### DIRECTIONS
Give the data back exactly as it stands.

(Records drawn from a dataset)
============
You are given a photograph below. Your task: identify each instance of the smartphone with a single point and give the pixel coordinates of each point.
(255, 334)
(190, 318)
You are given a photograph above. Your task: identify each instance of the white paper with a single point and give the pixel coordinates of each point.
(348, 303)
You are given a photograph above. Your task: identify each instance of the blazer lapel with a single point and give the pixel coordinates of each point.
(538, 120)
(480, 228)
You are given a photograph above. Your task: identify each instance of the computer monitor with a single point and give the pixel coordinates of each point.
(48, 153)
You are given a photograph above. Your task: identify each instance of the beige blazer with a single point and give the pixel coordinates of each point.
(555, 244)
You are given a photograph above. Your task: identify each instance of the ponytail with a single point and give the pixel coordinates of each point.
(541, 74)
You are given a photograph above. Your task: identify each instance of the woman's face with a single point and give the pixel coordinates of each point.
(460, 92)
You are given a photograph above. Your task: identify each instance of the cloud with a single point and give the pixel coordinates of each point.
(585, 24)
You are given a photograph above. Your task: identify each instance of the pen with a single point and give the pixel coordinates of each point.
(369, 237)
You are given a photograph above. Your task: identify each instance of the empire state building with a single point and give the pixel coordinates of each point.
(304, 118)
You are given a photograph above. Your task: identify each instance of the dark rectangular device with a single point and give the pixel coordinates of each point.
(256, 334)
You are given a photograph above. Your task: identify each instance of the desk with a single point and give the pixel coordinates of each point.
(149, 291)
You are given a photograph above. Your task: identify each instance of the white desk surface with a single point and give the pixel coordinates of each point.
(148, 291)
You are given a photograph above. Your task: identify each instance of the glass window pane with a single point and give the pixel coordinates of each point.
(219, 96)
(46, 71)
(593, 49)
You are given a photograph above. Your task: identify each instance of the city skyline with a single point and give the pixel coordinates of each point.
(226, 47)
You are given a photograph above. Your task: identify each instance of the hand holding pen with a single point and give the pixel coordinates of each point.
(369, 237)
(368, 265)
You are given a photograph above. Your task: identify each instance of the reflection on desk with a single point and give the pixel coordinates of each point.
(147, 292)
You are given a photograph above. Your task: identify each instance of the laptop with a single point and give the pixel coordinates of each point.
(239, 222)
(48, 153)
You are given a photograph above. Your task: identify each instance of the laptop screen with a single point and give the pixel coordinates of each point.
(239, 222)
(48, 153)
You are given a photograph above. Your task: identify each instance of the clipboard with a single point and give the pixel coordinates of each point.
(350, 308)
============
### ANSWER TO THIS EXERCISE
You are given a photograph below. Your task: identify each instance of the smartphone with a single point and give the pixel coordinates of each point.
(255, 334)
(190, 318)
You are given a photograph above. Your task: identify each instance of the white paper with a single point and give the pixel coordinates of each point.
(348, 303)
You are given a photograph above. Your task: identify each instance of the blazer lapel with a single point and give the pixel coordinates of each point.
(538, 120)
(480, 228)
You are given a photograph above. Your task: identify each instance of the computer monitor with a single point and give the pixel coordinates of each point.
(48, 153)
You are given a photograph above. Your task: identify each instance of the beige blazer with a single point and give the pixel coordinates of each point.
(555, 244)
You are given a photograph above. Your task: identify each instance of the ponytail with a single point and give the pixel coordinates of each point.
(541, 74)
You are given a photograph above. Your task: identify each instance of the woman's face with a single point and give the pixel coordinates of each point.
(460, 92)
You are given a photograph above. Your task: identify each instance of the cloud with a single point and give the pixel coordinates of each point.
(585, 24)
You are given a photograph above. Your task: identify each instance of the pen with a single point and give the pixel coordinates of each point.
(369, 237)
You are given a photograph above. Your task: identify each instance of the empire state building with a single point and give the pixel coordinates of each point.
(304, 118)
You are given a photograph above. Your task: identify each instance of the dark rectangular device with a single point and give the pixel coordinates of each point.
(256, 334)
You are given a photograph above. Your task: identify each instance of the desk with a single point and give the pixel coordinates of each point.
(149, 291)
You are given a photograph above. Your task: identify each instance of the white desk surface with a single point and give the pixel coordinates of each point.
(148, 291)
You are given a photograph above. Your task: identify each instance of the glass window pane with a single point and give the pixel coordinates of each point.
(219, 96)
(46, 71)
(593, 49)
You are given a photograph above. Your task: identify each instance of the city skyline with a single point and give the pixel coordinates of each point.
(226, 47)
You are given a photograph above. Your task: identify each instance of the hand holding pen with a single point and give the pixel coordinates of each point.
(369, 237)
(368, 265)
You are given a photograph above. Your task: identify each instance of the reflection on desk with a single point and give the pixel coordinates of each point.
(147, 292)
You are given a photograph above. Your task: identify each instance of the laptop with a single point and give the pixel coordinates of each point.
(239, 222)
(48, 153)
You are given a photograph above. Your task: identify each instance of the laptop screen with a single point and give the pixel coordinates of each point.
(239, 222)
(48, 153)
You are given a photograph above. Your task: identify each instance of the clipboard with a single point and give the pixel coordinates of each point.
(350, 308)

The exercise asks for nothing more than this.